### AIM OF THE EXERCISE
How many of the lines below contain the string "rocky"? Case counts. Reply with the number alone.

### MATERIAL FOR THIS EXERCISE

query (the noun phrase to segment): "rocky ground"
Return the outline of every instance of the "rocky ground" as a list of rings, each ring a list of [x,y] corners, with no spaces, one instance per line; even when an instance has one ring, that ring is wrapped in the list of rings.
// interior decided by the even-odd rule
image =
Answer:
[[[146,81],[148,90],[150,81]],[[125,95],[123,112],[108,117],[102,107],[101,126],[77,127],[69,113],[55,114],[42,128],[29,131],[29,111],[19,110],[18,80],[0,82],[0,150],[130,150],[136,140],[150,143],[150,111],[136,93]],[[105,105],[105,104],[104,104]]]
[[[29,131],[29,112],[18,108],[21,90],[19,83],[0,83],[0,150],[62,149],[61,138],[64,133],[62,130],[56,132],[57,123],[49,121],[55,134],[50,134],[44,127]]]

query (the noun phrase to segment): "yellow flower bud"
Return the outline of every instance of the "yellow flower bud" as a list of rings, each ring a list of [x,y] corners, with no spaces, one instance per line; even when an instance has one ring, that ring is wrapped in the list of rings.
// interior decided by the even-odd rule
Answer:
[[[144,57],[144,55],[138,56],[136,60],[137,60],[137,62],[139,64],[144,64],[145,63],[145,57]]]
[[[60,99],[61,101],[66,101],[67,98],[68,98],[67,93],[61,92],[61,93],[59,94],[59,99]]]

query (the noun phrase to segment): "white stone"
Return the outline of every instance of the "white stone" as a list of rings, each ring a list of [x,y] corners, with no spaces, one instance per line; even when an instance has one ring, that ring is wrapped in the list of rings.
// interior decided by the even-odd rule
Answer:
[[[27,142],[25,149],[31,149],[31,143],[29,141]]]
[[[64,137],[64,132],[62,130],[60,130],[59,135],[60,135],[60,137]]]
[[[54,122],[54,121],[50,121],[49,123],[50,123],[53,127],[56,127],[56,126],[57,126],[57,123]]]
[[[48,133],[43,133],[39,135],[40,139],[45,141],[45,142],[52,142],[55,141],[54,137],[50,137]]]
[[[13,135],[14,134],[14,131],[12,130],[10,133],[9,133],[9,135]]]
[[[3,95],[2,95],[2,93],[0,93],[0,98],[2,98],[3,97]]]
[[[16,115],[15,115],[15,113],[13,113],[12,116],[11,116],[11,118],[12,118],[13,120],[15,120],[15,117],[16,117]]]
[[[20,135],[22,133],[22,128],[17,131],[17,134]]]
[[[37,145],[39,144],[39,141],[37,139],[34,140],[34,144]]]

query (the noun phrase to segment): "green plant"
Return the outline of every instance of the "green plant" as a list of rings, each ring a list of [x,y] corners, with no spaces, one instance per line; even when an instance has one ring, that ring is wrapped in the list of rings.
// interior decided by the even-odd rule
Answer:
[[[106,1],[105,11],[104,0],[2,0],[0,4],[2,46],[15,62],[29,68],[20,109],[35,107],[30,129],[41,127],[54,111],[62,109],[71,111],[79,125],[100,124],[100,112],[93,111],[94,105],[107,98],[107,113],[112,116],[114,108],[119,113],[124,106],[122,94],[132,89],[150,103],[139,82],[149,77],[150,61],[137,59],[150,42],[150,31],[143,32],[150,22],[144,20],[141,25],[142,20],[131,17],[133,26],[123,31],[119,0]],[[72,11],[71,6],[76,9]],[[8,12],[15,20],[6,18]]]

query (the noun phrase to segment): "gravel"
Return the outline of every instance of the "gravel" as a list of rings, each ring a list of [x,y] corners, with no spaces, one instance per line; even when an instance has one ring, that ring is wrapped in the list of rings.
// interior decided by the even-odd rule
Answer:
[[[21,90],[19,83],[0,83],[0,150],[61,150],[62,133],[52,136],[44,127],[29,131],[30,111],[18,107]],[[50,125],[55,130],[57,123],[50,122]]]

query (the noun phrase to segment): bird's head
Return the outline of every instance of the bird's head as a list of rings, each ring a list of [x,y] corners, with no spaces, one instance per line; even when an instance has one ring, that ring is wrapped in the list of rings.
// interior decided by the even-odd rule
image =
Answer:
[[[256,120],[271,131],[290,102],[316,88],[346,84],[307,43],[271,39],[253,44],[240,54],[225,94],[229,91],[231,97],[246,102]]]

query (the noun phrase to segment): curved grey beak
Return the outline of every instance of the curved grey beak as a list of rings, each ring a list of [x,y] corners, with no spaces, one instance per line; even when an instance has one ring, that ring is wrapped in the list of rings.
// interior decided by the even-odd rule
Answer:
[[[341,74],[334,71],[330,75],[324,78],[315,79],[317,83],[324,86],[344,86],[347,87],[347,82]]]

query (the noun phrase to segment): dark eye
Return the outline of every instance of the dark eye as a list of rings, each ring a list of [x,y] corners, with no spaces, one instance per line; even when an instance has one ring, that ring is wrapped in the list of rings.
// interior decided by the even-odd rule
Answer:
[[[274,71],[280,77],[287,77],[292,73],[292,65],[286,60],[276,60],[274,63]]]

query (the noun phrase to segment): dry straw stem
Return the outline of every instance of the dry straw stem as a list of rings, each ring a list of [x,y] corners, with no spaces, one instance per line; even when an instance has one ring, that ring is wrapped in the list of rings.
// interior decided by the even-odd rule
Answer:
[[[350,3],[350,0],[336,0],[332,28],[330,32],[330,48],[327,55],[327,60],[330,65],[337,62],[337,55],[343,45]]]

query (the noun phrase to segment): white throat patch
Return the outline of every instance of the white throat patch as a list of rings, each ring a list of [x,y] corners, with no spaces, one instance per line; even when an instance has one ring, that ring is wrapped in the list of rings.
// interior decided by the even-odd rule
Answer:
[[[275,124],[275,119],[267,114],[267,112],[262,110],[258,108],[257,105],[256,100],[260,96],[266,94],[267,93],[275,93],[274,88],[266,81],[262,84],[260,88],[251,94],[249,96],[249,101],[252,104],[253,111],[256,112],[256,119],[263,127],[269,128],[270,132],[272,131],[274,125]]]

* * *

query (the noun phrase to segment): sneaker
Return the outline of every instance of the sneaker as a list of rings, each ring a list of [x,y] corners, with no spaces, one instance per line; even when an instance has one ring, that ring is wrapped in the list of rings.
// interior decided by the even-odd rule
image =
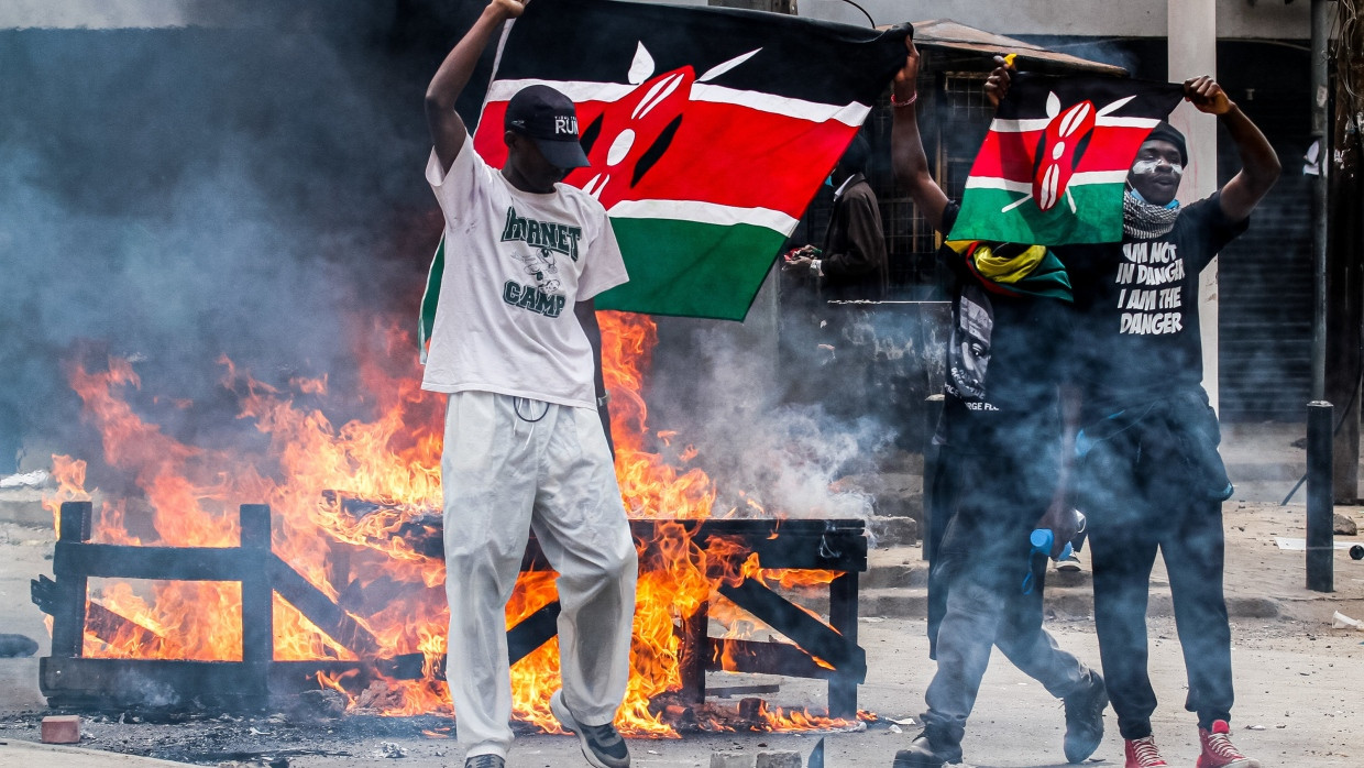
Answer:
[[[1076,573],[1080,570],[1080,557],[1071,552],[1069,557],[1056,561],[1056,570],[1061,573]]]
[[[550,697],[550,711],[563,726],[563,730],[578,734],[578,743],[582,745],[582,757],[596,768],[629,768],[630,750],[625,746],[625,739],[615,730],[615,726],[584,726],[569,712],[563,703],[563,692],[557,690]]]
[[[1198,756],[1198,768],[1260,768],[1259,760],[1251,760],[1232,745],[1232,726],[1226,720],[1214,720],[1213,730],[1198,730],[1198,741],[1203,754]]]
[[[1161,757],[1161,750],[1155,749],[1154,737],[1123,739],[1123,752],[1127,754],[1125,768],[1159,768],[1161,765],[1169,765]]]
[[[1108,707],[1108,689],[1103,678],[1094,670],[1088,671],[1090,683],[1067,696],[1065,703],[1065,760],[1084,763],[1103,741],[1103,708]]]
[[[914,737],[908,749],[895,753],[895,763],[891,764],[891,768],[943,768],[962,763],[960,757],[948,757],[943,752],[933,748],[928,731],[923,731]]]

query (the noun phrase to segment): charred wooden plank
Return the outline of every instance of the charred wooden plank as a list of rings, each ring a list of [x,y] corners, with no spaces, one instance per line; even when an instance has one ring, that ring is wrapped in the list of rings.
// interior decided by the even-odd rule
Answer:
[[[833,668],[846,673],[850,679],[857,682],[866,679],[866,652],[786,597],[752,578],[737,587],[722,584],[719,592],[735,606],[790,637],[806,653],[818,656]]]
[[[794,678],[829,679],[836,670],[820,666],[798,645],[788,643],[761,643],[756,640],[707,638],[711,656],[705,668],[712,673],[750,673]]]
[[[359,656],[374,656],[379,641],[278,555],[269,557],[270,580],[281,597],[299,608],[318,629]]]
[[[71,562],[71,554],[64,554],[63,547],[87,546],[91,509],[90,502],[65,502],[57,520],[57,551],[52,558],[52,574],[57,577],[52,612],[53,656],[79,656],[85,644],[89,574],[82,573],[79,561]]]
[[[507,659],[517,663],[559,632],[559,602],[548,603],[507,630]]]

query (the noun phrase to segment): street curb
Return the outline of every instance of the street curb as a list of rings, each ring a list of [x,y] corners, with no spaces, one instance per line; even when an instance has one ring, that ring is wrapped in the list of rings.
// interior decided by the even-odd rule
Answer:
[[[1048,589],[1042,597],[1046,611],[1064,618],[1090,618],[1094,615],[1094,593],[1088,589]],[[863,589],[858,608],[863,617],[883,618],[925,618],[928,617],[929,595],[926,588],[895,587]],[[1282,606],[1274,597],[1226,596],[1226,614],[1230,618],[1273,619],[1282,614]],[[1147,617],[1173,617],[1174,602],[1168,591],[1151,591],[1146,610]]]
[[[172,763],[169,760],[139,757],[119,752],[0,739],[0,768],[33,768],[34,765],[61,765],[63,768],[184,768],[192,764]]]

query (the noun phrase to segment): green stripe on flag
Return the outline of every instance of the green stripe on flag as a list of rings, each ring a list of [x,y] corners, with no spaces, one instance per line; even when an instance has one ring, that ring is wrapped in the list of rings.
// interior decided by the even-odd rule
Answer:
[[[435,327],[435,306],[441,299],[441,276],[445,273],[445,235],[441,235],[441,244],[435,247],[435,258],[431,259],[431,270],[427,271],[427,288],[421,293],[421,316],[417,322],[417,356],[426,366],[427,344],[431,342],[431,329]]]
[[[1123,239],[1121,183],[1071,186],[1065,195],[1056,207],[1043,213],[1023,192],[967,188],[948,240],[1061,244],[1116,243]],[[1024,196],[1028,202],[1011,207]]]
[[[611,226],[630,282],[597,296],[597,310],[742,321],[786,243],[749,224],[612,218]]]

### ANSWER
2